• _Challenges_:
(A) Reproduce word for word the part of the post on leaders and perspectives that opens with the words containing "A perspective can" and closes with "get to work!".
(B) For each statement, answer yes or no on whether it agrees with the post on leaders and perspectives, and quote the words of the post that decide it: (i) One of the definitions the post gives for a perspective is a visible scene. (ii) The post states that perspectives are never divisive. (iii) According to the post, leaders often assume that common perspectives are shared.

• _Excerpted text_:
[Start]
Sunday, September 20, 2020


Flip Your Funnel - How Leaders Expand their Lens 

while Honoring “Peer-spectives”

Sandy Cameli, Ed.D.

Leaders are often tasked with guiding followers toward a prescribed direction. And, with a goal of moving an initiative or organization forward, said leaders often work under the assumption that common perspectives are shared. Yet, perspectives can also be divisive - take current day politics for example - and cause irreparable damage to systems, structures or relationships when not acknowledged or honored. Thus, it can be a challenge for any leader to be truly effective when one’s own point of view does not align with colleagues’ “peer-spectives”.

A perspective can be defined as a visible scene, a specific technique or a viewpoint expressing one’s ideas, it can also be limited by an individual’s angle or attitude. Additionally, perspectives are often sought after, even celebrated, when they enhance decision making or provide support to those seeking guidance. So how does a growth-minded leader expand his or her perspective in order to serve as well as enhance agency in others? Grab a funnel and let’s get to work!
[End]
• _Information shown_:
[Start]
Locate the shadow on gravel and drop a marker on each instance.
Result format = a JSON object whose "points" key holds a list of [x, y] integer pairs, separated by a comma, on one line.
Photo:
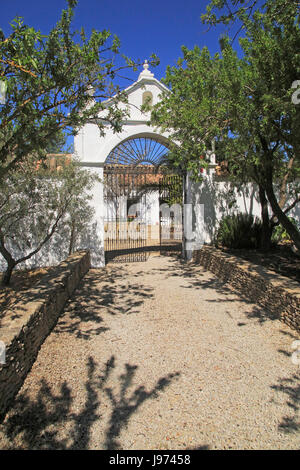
[End]
• _Set of answers_:
(A)
A perspective can be defined as a visible scene, a specific technique or a viewpoint expressing one’s ideas, it can also be limited by an individual’s angle or attitude. Additionally, perspectives are often sought after, even celebrated, when they enhance decision making or provide support to those seeking guidance. So how does a growth-minded leader expand his or her perspective in order to serve as well as enhance agency in others? Grab a funnel and let’s get to work!

(B)
(i) Yes: "A perspective can be defined as a visible scene, a specific technique or a viewpoint expressing one’s ideas"
(ii) No: "perspectives can also be divisive"
(iii) Yes: "said leaders often work under the assumption that common perspectives are shared"